Your objective
Repeat the lines of the rows word for word, starting at the line that contains "of the shrub." and ending at the line that contains "pixel 522 218", both of those lines included.

Recorded data
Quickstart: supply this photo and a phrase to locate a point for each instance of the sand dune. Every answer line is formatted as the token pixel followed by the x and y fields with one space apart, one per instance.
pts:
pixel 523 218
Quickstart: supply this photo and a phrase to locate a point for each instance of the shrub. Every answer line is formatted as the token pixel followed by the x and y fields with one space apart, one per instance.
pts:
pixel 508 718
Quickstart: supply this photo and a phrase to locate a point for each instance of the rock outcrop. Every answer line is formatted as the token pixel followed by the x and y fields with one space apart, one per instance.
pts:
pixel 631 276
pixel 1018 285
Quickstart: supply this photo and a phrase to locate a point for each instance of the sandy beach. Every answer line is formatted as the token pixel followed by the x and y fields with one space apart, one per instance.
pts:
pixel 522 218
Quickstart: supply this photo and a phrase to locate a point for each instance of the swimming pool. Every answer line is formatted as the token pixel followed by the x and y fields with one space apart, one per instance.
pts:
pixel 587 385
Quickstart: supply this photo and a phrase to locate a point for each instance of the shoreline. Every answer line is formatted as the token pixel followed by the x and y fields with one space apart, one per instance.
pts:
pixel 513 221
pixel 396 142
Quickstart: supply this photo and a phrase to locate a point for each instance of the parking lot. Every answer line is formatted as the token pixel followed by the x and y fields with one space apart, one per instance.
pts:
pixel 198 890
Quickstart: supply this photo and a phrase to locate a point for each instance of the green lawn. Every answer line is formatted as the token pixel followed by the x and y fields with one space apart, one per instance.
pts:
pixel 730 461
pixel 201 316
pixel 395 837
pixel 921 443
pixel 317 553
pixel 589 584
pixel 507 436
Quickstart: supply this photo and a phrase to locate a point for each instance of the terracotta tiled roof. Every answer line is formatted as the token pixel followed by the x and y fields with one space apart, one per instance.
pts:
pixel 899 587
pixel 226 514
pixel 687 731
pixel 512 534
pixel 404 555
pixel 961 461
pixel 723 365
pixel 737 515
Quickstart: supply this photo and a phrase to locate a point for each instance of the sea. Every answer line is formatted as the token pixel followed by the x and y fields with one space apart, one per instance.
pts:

Response below
Quickstart: supply this photo and a phrase to locate a point for each instance of the shrub. Every answer line is formatted as the token pixel followed by the x and y fields with one space apart, one per instance.
pts:
pixel 508 718
Quickstart: supply this photo and a phrase to locate a point for each instance of the rock outcrop. Every answer line is formatted as the token pixel followed by the x and y fields with one space apart, one per instance.
pts:
pixel 631 276
pixel 1018 285
Quickstart: supply this photo and a phrase to locate a point for each instance of the sandy beach. Every answer line is formatted as the token pixel followed by the x and y fields with one space apart, one per instance.
pts:
pixel 522 218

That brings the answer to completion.